*What is required*:
Rewrite every item below, replacing "put a marker on" with "place a dot on" wherever it occurs and keeping everything else the same. Leave the pictures out of your answer.

*Items excerpted from a collection*:
________________

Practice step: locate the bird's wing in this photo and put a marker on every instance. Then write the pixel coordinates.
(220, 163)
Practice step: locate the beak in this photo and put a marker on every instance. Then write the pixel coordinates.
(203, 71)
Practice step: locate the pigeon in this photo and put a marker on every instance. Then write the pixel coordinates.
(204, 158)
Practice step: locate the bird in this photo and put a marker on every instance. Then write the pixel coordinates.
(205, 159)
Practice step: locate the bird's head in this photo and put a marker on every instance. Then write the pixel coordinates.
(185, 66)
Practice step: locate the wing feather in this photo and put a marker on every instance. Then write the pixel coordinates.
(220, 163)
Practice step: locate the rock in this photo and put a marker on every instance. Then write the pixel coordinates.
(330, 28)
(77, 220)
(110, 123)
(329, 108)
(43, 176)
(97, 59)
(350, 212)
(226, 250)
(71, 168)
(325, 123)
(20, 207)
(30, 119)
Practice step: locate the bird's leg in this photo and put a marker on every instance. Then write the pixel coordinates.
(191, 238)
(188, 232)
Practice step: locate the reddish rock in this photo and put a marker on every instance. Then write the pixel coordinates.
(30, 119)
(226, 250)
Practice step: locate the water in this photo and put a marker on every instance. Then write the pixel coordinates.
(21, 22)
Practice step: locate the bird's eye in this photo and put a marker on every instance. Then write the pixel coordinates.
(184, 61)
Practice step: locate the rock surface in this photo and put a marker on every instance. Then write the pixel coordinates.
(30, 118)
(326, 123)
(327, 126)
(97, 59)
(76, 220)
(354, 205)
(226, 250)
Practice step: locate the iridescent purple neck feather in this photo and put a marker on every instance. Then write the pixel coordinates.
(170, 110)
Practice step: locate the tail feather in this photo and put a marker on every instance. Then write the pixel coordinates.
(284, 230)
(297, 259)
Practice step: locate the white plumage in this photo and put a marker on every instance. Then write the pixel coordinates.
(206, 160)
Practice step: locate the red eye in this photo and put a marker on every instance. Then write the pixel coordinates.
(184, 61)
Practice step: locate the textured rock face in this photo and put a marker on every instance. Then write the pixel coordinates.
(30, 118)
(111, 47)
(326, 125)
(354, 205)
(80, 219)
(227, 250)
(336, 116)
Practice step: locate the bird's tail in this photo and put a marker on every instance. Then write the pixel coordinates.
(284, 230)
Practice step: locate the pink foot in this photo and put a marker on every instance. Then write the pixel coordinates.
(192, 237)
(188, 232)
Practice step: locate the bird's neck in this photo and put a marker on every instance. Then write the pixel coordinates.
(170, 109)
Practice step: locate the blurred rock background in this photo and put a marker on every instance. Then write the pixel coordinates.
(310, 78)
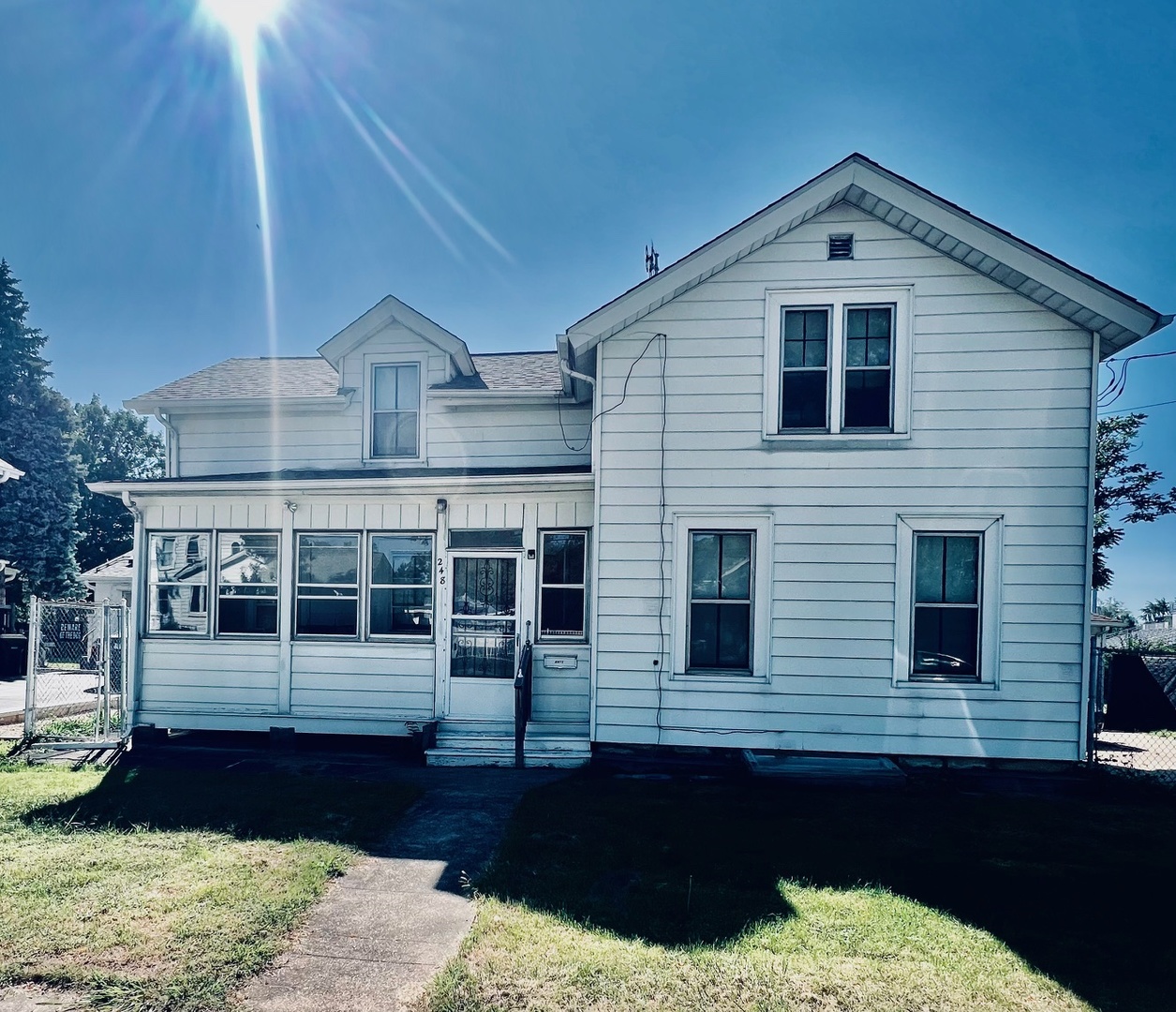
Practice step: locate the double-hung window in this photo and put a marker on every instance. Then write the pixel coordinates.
(178, 583)
(395, 410)
(721, 619)
(838, 364)
(247, 585)
(562, 602)
(400, 585)
(946, 610)
(327, 595)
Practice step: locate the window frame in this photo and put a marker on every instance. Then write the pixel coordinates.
(370, 364)
(277, 585)
(152, 587)
(838, 300)
(331, 637)
(367, 586)
(990, 530)
(540, 586)
(761, 527)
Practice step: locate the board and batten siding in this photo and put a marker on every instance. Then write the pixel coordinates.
(336, 684)
(1000, 425)
(485, 434)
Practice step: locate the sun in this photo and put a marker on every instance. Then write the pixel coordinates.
(244, 19)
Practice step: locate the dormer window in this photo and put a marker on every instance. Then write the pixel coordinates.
(395, 410)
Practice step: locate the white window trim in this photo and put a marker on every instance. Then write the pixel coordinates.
(152, 586)
(367, 587)
(838, 300)
(990, 529)
(421, 361)
(539, 587)
(217, 585)
(761, 526)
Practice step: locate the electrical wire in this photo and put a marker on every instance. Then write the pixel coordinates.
(625, 393)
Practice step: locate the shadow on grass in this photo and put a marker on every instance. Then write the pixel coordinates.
(1080, 886)
(280, 807)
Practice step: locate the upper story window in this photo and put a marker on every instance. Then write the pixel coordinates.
(396, 410)
(838, 364)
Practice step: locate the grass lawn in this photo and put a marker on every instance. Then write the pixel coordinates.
(614, 893)
(162, 888)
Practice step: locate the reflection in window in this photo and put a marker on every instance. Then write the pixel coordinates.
(178, 583)
(946, 608)
(400, 580)
(720, 618)
(247, 585)
(327, 591)
(561, 594)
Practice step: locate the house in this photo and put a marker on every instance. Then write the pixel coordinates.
(822, 484)
(111, 580)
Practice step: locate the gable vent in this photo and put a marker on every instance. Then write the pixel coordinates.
(841, 247)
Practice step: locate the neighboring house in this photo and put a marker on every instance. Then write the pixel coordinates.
(111, 580)
(822, 484)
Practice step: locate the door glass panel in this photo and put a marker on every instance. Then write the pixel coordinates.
(484, 620)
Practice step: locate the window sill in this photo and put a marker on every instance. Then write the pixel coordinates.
(849, 441)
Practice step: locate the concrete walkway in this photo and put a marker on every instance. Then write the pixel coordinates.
(386, 927)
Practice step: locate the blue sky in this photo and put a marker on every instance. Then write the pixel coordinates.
(572, 133)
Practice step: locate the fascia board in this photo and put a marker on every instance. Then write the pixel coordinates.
(524, 484)
(216, 405)
(387, 310)
(1014, 253)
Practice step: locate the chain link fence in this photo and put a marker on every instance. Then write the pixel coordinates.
(1135, 706)
(77, 670)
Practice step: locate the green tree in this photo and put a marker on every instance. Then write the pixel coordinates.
(1157, 610)
(1124, 489)
(37, 512)
(112, 446)
(1114, 608)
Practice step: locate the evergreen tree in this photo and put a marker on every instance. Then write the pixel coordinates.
(111, 446)
(37, 512)
(1124, 490)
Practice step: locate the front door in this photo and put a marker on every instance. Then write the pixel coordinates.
(484, 634)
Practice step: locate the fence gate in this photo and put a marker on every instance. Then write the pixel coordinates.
(77, 673)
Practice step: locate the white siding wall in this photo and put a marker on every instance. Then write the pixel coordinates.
(485, 435)
(1000, 424)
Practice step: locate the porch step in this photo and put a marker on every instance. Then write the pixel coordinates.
(490, 743)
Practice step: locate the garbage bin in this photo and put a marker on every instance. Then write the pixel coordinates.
(13, 654)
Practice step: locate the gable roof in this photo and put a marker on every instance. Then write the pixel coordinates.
(530, 372)
(934, 221)
(387, 310)
(246, 379)
(8, 471)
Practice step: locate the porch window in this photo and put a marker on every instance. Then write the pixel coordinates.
(561, 594)
(328, 589)
(247, 585)
(178, 583)
(395, 410)
(400, 578)
(720, 613)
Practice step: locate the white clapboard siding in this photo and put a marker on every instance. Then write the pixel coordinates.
(1000, 425)
(225, 676)
(349, 678)
(560, 694)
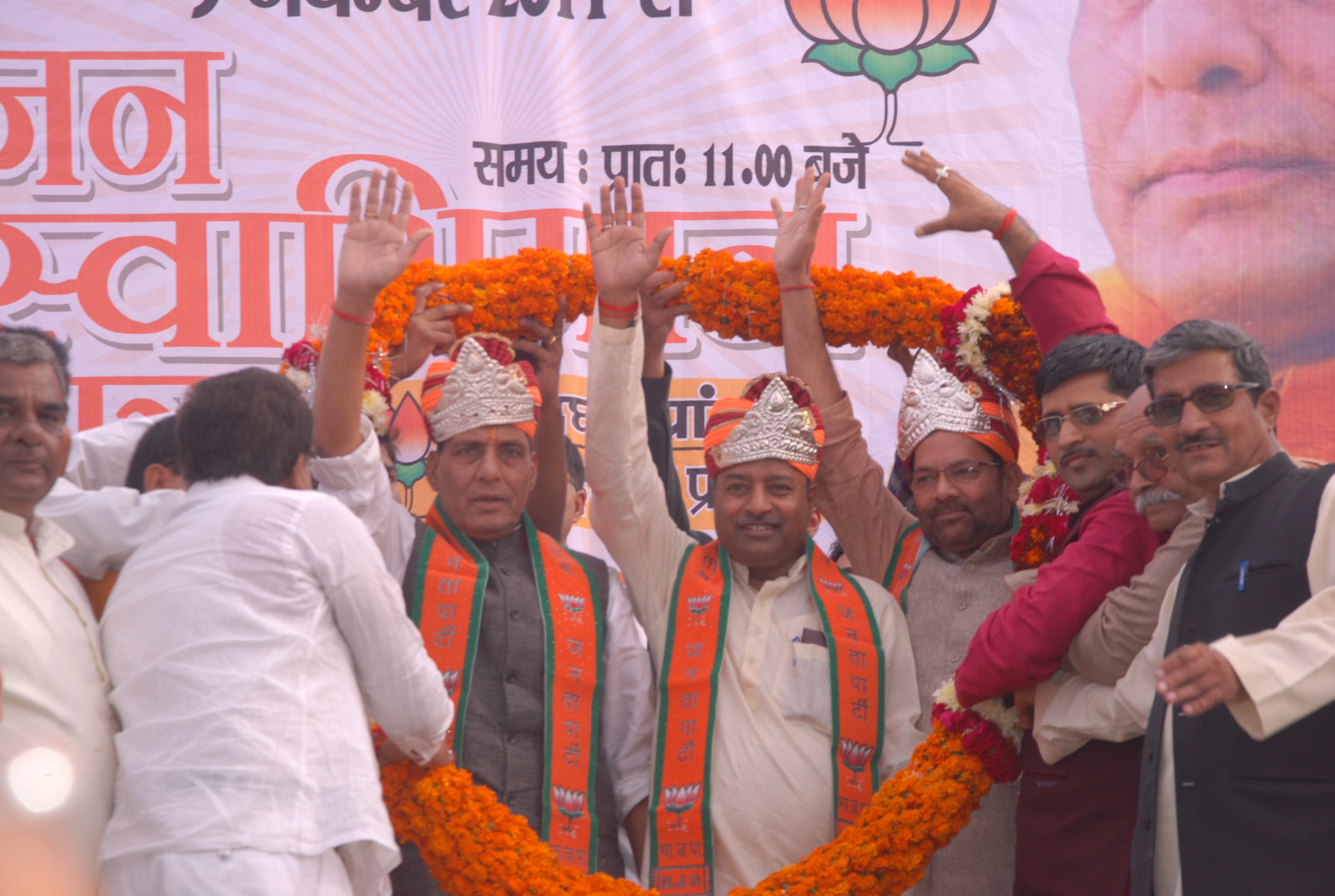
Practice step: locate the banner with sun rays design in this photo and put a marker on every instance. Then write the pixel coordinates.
(174, 173)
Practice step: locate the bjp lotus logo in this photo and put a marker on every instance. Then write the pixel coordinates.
(571, 804)
(452, 679)
(680, 799)
(853, 756)
(891, 42)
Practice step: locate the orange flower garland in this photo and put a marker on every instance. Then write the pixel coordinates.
(728, 297)
(501, 290)
(476, 847)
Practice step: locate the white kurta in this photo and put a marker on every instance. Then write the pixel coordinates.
(55, 682)
(358, 481)
(241, 643)
(1289, 673)
(772, 790)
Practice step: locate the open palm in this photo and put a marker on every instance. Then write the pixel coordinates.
(374, 248)
(621, 257)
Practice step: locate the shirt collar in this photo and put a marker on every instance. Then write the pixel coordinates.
(50, 540)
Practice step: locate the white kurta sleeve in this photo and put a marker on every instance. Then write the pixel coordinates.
(628, 703)
(902, 696)
(1289, 671)
(100, 456)
(629, 511)
(1074, 711)
(402, 685)
(361, 485)
(107, 524)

________________

*Solved exercise*:
Practice step: locate the bird's wing in this photo and place a dot on every instance. Then write the pixel coordinates.
(220, 163)
Practice step: locate the beak in this photo and place a dot on every instance. Then write the pixel coordinates.
(203, 71)
Practice step: locate the pigeon in this photo and place a dot on every instance. Then write the pixel coordinates.
(204, 158)
Practice step: locate the bird in this photo and place a dot on every instance. Then write the pixel coordinates.
(205, 159)
Practice step: locate the bird's head in this photo and place a dot on every instance. Then write the pixel coordinates.
(185, 66)
Practice step: locate the wing feather in this photo and place a dot on every instance. Then write the pixel coordinates.
(220, 163)
Practice step: locate the rock in this photo and place a dot on every instance. Then write the pixel coordinates.
(330, 28)
(77, 220)
(110, 123)
(329, 108)
(43, 176)
(97, 59)
(350, 212)
(226, 250)
(71, 168)
(325, 123)
(20, 207)
(30, 119)
Practice step: locate the bird's leg in this photo and place a dot on every instance. Then write the pixel coordinates.
(191, 238)
(188, 232)
Practice step: locate the reddish rock in this photo and place a dot on every instance. Then write the pixel coordinates.
(30, 119)
(226, 250)
Practice step: locate the water in this photo and place a dot on every instance. Then write the pixel coordinates.
(21, 22)
Practice step: locate the bird's eye in this photo and place a dot on every instance. Then write the pixel coordinates.
(184, 61)
Practice step: locate the rock surface in this photo and place a dot on every instance. Then write the pixel coordinates.
(30, 118)
(326, 123)
(327, 126)
(97, 59)
(76, 220)
(354, 205)
(226, 250)
Practice step: locate the iridescent purple neck feather in this photo and place a dot on every instance. Then write the pixel coordinates.
(170, 110)
Practice step: locate the tail feather in this photo and place a dot on every instance. Then write the pixel coordinates.
(284, 230)
(297, 259)
Practice step: locate the white plumage in this photo and place a dot on every instance. Then write the pixel coordinates.
(206, 160)
Practice step: locate the red eye in this photo and place a dot on every instance. Then write the pixel coordinates.
(184, 61)
Practice step: locate the textured rock face in this photo and place a dot on every instance. Then write the pixel coordinates.
(30, 118)
(111, 47)
(326, 125)
(354, 205)
(80, 219)
(227, 250)
(336, 116)
Practice step: locate the bird's tail in this photo and place a dot on every instance. Then write the pixel coordinates.
(284, 230)
Practice step: locate the pink foot in this photo and place a dot on every instance. Then write the pixel coordinates.
(192, 237)
(188, 232)
Practice step: locate the bird's neck in this photo and place a dot on every instance. Then write the pixel coordinates.
(170, 109)
Practice step: locate the blurred rock background in this photo and place a dot on every instance. Then write the pixel coordinates.
(310, 78)
Practice step: locate the double-hung window in this photo and place a dot on every instance. Then write the pixel coordinates.
(178, 583)
(395, 410)
(721, 619)
(838, 364)
(247, 585)
(562, 602)
(400, 585)
(946, 610)
(327, 595)
Practice step: locate the window frame in this photo and place a dot on every instance. Then write the pixel coordinates.
(370, 364)
(277, 585)
(152, 587)
(838, 300)
(331, 637)
(367, 586)
(990, 530)
(540, 586)
(761, 527)
Practice step: locate the board and batten siding in this photo and place a dot on every instance. Then write the pixel coordinates.
(336, 684)
(1000, 425)
(485, 434)
Practice step: locate the sun in this photo and place a dot on every instance. Then write the pixel coordinates.
(244, 19)
Practice step: locate the dormer window in this photo and place a dot on every instance. Then write the pixel coordinates.
(395, 410)
Practice step: locate the white window trim in this photo and place a dot on every instance. Then write the pixel coordinates.
(152, 586)
(367, 587)
(838, 300)
(990, 529)
(421, 361)
(539, 587)
(217, 585)
(761, 526)
Practice step: locate the electrical wire in this photo and place a dot on every instance. Then write the pixel coordinates.
(625, 393)
Practice step: locate the shadow on grass in this photo and place a dot on every instance. Then write the pixel coordinates.
(1080, 886)
(280, 807)
Practice step: locate the upper story window in this photo and place a dot on every instance. Then write the pixel coordinates.
(396, 410)
(838, 364)
Practice step: locate the grass lawn in this photo and place a dot on every instance. Then write the pixel coordinates.
(614, 893)
(162, 888)
Practice step: locate the reflection in window in this photo and place a dot on every instance. Then write the pixel coordinates.
(178, 583)
(946, 608)
(400, 580)
(720, 618)
(247, 585)
(327, 591)
(561, 594)
Practice step: locate the house in this photo and place a dot on every instance. Then write the pixel coordinates.
(822, 484)
(111, 580)
Practice step: locate the gable vent in this photo and place a dot on every instance. Then write the pixel coordinates.
(841, 247)
Practice step: locate the neighboring house in this photo and place a dot on every instance. Then write the pixel coordinates.
(111, 580)
(822, 484)
Practice step: locate the door glass panel in this photo and place a dot on every instance. Then write the pixel coordinates.
(484, 620)
Practice step: locate the window sill in this photo and place a dot on every instance. Then write the pixel coordinates.
(849, 441)
Practice step: locate the concrete walkway in this photo and place a dot on every instance. Then write the pixel coordinates.
(386, 927)
Practice step: locate the blue sky in this photo and place a dot on every instance. Then write the pixel coordinates.
(572, 133)
Practice step: locate the fascia board in this photo and place a dot on every instance. Then write the pixel coordinates.
(524, 484)
(216, 405)
(387, 310)
(1014, 253)
Practice step: locate the chain link fence in this photo and place a dot on every instance. Then write the pixel coordinates.
(1135, 706)
(77, 670)
Practice step: locate the green tree in this photo and place a dot on every instance. Then write the pixel coordinates.
(1157, 610)
(1124, 489)
(37, 512)
(112, 446)
(1114, 608)
Practice step: locate the evergreen tree in this photo and place a dot on every instance. Then write the pixel coordinates.
(111, 446)
(37, 512)
(1124, 490)
Practice step: locate the front door in this photo and place a dot on every instance. Then write the pixel coordinates.
(484, 634)
Practice step: locate the fence gate in this photo and place a dot on every instance. Then write the pixel coordinates.
(77, 673)
Practice step: locate the white siding wall in this photo and place a dot on every instance. Then write the pixel coordinates.
(485, 435)
(1000, 424)
Practice step: locate the porch step in this photo and place a dot on every instance. Then write the pixel coordinates.
(490, 743)
Practice step: locate the garbage bin in this photo and place a dot on every instance. Then write the pixel coordinates.
(13, 654)
Practice step: locate the gable roof in this photo and place a dot on every instance. Then write the pixel coordinates.
(530, 372)
(934, 221)
(387, 310)
(246, 379)
(8, 471)
Practice step: locate the porch window in this photo and place a dot on every instance. Then write the pixel coordinates.
(561, 594)
(328, 589)
(247, 585)
(178, 583)
(395, 410)
(400, 578)
(720, 613)
Practice step: locate the white clapboard siding in this photo and place a dot on every instance. Then write the pixel coordinates.
(1000, 425)
(225, 676)
(349, 678)
(560, 694)
Practice step: locate the banner with sun rays design in this photo and place a dot on every instance. Then write the pixel coordinates.
(174, 173)
Practice step: locate the bjp lotus logo in this photo and place a dot on every instance. Then write the pixel coordinates.
(571, 804)
(452, 679)
(680, 799)
(853, 756)
(891, 42)
Practice step: locate the orange flower garland in this photo and place a dot on every instance. Then write the pixel coordinates.
(728, 297)
(501, 290)
(476, 847)
Practice step: locate the white kurta in this photo and place a dot on every instance. Then write the pixel coordinates.
(55, 682)
(358, 481)
(241, 643)
(1289, 673)
(772, 790)
Practice step: locate the open palm in this photo and place a dot on every instance. Then write the pixel coordinates.
(374, 248)
(621, 257)
Practice step: locate the shirt collar in this photo and place a dot on every instance. Then write the pixel coordinates.
(50, 540)
Practice step: locate the white kurta sleeve in this photo and place a dot on every instance. Then write the pixel coordinates.
(628, 703)
(902, 696)
(1289, 671)
(100, 456)
(629, 511)
(1074, 711)
(402, 685)
(361, 485)
(107, 524)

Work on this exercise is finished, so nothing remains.